=== Task material ===
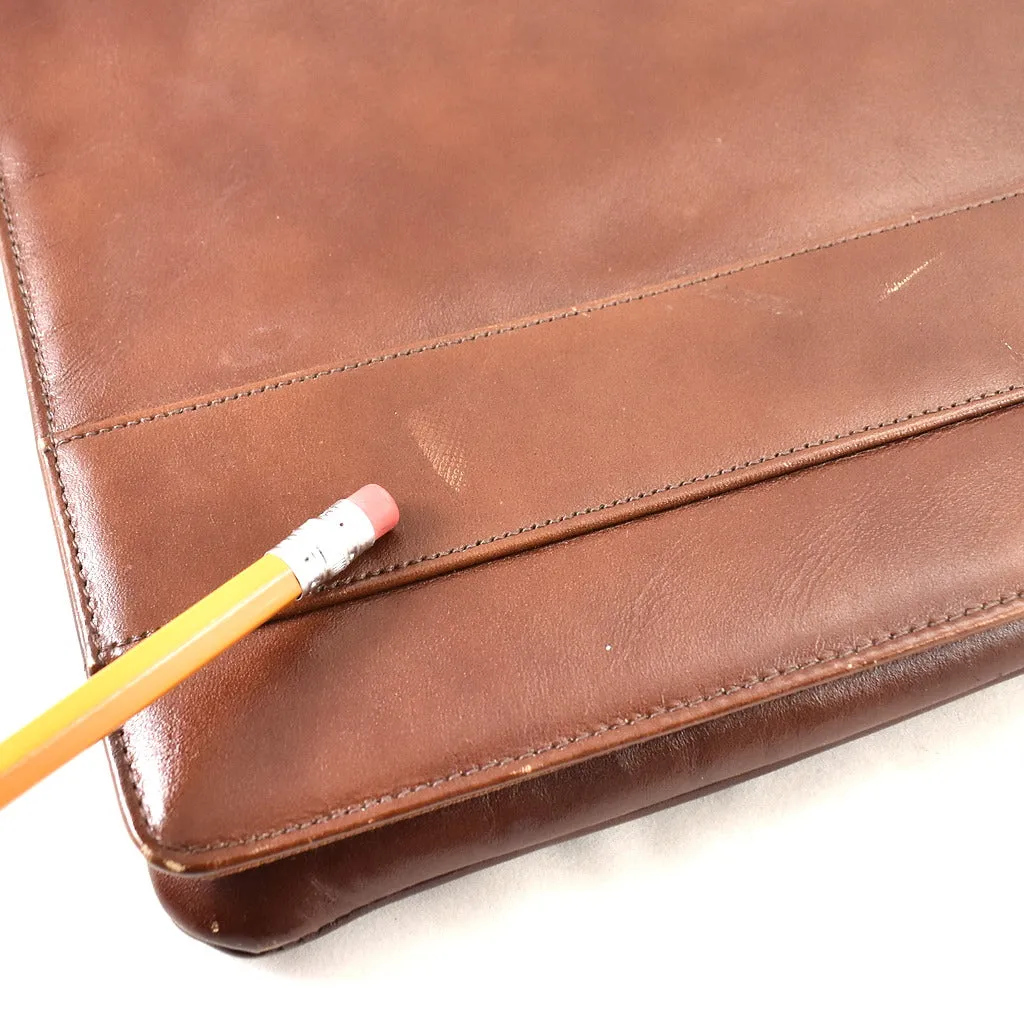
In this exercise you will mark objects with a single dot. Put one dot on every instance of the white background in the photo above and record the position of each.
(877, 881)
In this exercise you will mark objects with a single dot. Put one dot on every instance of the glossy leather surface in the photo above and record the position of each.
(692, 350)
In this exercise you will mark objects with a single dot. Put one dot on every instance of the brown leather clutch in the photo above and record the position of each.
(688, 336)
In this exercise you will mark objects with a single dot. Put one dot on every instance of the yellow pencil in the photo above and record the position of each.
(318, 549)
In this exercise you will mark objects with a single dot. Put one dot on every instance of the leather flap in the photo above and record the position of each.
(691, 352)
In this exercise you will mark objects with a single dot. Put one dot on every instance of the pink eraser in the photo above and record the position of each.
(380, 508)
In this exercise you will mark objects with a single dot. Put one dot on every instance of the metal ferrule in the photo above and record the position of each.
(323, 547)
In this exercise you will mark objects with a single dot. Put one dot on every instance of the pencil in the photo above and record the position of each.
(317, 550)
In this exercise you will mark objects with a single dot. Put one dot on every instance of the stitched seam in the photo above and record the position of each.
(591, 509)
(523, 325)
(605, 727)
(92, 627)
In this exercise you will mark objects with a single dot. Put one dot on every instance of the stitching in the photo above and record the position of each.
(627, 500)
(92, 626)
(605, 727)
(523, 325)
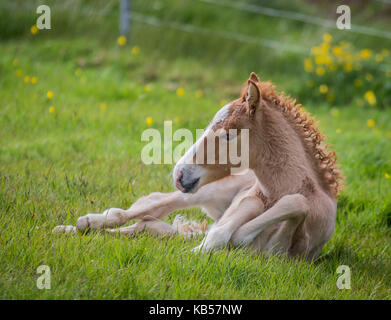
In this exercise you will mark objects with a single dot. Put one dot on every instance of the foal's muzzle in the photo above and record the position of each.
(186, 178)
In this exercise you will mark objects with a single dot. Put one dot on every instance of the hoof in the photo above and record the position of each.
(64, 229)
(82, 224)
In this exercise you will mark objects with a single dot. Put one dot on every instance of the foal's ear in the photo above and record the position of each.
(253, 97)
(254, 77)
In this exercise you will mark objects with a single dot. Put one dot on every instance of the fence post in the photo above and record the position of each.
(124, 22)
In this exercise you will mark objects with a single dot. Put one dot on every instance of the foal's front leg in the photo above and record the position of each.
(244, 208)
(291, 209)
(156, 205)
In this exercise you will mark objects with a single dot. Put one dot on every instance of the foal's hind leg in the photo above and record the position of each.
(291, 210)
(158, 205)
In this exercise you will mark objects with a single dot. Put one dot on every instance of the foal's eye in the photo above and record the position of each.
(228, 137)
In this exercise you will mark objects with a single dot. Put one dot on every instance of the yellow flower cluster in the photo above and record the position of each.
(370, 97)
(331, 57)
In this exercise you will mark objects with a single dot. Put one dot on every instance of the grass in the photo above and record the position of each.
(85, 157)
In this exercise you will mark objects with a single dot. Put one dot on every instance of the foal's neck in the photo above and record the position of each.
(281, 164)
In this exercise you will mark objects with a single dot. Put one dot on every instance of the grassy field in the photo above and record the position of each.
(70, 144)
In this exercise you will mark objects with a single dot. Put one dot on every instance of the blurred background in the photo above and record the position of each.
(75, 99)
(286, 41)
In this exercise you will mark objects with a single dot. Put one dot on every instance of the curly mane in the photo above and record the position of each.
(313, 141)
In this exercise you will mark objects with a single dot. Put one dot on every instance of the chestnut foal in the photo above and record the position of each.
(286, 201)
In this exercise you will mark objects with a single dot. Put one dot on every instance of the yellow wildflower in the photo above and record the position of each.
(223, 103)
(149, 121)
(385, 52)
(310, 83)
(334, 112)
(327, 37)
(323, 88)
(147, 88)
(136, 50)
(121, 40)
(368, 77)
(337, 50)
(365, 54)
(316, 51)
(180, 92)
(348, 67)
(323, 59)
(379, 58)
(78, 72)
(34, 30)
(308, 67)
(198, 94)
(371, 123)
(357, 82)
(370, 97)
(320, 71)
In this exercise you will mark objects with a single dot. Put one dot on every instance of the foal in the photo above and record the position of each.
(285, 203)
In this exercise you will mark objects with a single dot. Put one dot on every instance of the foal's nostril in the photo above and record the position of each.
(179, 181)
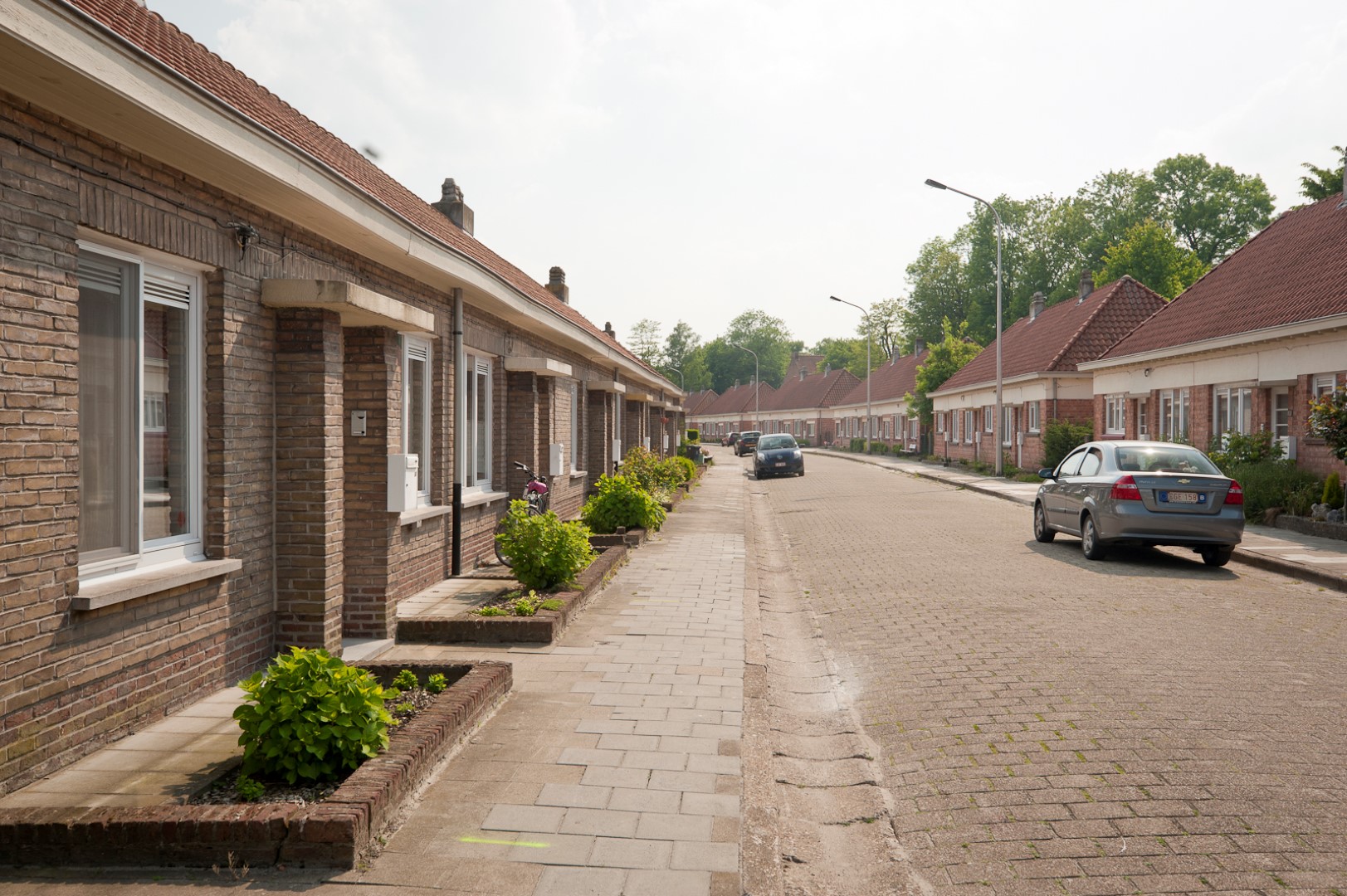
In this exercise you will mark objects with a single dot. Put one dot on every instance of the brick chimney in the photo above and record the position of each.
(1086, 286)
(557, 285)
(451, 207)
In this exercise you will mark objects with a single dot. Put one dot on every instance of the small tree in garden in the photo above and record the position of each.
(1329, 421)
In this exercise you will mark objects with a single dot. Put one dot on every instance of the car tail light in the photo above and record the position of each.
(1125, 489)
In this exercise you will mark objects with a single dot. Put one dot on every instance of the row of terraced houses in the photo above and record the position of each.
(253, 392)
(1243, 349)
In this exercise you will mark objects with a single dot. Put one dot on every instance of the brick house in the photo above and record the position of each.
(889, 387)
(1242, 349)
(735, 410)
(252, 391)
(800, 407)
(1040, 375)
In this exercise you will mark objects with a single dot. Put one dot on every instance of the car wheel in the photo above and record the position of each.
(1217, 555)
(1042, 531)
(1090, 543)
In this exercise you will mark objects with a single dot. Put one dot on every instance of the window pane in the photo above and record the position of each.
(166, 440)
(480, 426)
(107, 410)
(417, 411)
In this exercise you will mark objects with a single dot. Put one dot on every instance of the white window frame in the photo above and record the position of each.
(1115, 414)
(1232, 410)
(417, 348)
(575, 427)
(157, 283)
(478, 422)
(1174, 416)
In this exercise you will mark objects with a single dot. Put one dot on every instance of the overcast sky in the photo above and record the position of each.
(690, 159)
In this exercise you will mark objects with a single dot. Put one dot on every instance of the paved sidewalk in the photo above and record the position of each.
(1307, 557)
===
• [What to produce]: Give every line back word for word and leave the pictures out.

• [Solution to this exercise]:
In this exercise you will mark objects with a single dot. Put one dot on every instance of the white background in the photo above and record the position of each.
(877, 881)
In this exercise you will mark objects with a single dot. Put one dot on every instance of the glossy leather surface in the photo above and record the position of each.
(692, 350)
In this exercise you will mark objects with a single dot. Put one dot on every instance of the brown leather clutch in the photo above and record the position of each.
(688, 336)
In this exercise you will mark objects with a single dot. Put one dot on every instance of the yellow pencil in the photo above and record the position of each.
(318, 549)
In this exercise you will mark objects with a single dot. Put one dot on every instance of the leather flap in the photo above and record the position of each.
(691, 352)
In this exercise you will mark objects with a single dot. Put one dot on every instance of the pink eraser in the photo above and record the position of each.
(380, 508)
In this exercise you will mark objects with a single dot. Put one dot on every instance of the metal ferrule in the photo above and record the position of each.
(323, 547)
In this exercise you will mark objects with a single dot. Put one dot on every instance of the pencil in the photo above and record the position of each.
(317, 550)
In this exercise you will mark objects with a single dot. Put one dot on every instance of the stitched seam in the photo above and record the position of each.
(591, 509)
(523, 325)
(605, 727)
(92, 627)
In this exercise you will mark objects with a single dot. Put one dot on every instance of the stitching in the photo above and record the position of each.
(627, 500)
(92, 626)
(605, 727)
(523, 325)
In this exercise you will mark objects with a single dot. Put one dot on every instance of the foal's muzzle in the photo above and record the position of each.
(186, 178)
In this exercise you will mark objects with a single dot. Put one dot on every instance of the hoof in the photo above and record the position of each.
(64, 229)
(82, 224)
In this exercise you will mark objects with a single dot. Put one dot on every instance of the foal's ear in the photo above and record the position of each.
(253, 97)
(254, 77)
In this exercise you will mark objects with a single dot. Put one dot on every instance of the fence post in the photo above and record the position of each.
(124, 22)
In this exercise you will mark objects with a single dot. Put one dot on every instance of the foal's front leg in the photo above and record the position of each.
(244, 208)
(291, 209)
(156, 205)
In this exercise you will mark objects with a single dot. Put one dot on every instance of the foal's hind leg in the photo above and record the position of each.
(291, 210)
(158, 205)
In this exercise you will mark objects with a single dot. Put one dot on every instance of the foal's eye in the photo above and record the position of each.
(228, 137)
In this exercise you will mark objects with a single dot. Put one dot on every instance of the yellow flower cluster in the photo above and record the position of each.
(370, 97)
(331, 57)
In this exercise you will mark objects with a single dot. Put one dot on every instance of the grass in the photo above and record the position of each.
(85, 157)
In this exercise you will mark objects with a single dot. Put one dot on every instance of the foal's neck in the photo above and record the position of each.
(281, 164)
In this exercise you will mark objects with a single dot. Put one dot on every instance of the grassy field in the photo above and record the position of each.
(70, 144)
In this exercise you will mark objects with a single dot. Put one dot on every instance of the blurred background in the photo above and record the position of each.
(75, 99)
(286, 41)
In this exercise you will mark objects with a single dot. Put one dot on every instance of the curly mane in the photo above and record the position of each.
(313, 141)
In this exercise you will mark objects with a single dot. Put one dot on every instance of the chestnut foal in the photo above and record the position of each.
(286, 201)
In this exercise you will mark objects with a single dot. Put one dot on every instance of the yellow wildflower in the photo above and record the position of each.
(223, 103)
(149, 121)
(385, 52)
(310, 83)
(334, 112)
(327, 37)
(323, 88)
(147, 88)
(136, 50)
(121, 40)
(368, 77)
(337, 50)
(365, 54)
(316, 51)
(180, 92)
(348, 67)
(323, 59)
(379, 58)
(78, 72)
(34, 30)
(308, 67)
(198, 94)
(371, 123)
(357, 82)
(370, 97)
(320, 71)
In this exercise you will mark objects with a single dot. Put one dot on every instance of the foal in the photo above and record the position of each.
(285, 203)
In this exercise you will mark objects with a single dot. Put one dot on every instance of the foal's nostril in the photo above and record the position of each.
(179, 181)
In this exercise you will mark objects with a single dot. Put one dot on every instance of the brick chimney in the photo above and record the position of each.
(1086, 286)
(557, 285)
(451, 207)
In this exercise you will mark objects with a single dot. Put one dot on every instance of the small tree in garden in the photo above and record the position of each.
(1329, 421)
In this exercise you will mark objects with a single dot. Put one dot on every instance of the car tail light in the photo above and record the position of each.
(1125, 489)
In this exercise you will mark objects with a single dot. Put one dot on every instance of the row of terraced houses in the photo above and record the position of each.
(253, 392)
(1243, 349)
In this exercise you will mark objects with a single dot. Put one dot on every instance of the brick house in the photo above and record the position of each.
(889, 387)
(1242, 349)
(735, 410)
(252, 391)
(800, 407)
(1040, 375)
In this exercise you will mark objects with a single dot. Put one dot on every instance of the car wheel in the photo above and record the position of each.
(1217, 555)
(1042, 531)
(1090, 543)
In this exercise you will mark objects with a single dot. Put one dot on every instance of the window pane in the photo above and record the position of each.
(166, 440)
(480, 426)
(107, 410)
(417, 411)
In this exercise you will mark objects with a single dot. Put one dot on every instance of the white window frame in the photo above and record the position of each.
(1115, 414)
(1232, 410)
(417, 348)
(575, 427)
(157, 283)
(478, 422)
(1174, 416)
In this exercise you will mark objects with a single dot. Put one dot on every instance of the overcast sky in the photo above and record the position of each.
(690, 159)
In this exercise you will mark objects with a single dot. Put one dot on every instance of the paved sidewalk in the photo above and record the position of each.
(1307, 557)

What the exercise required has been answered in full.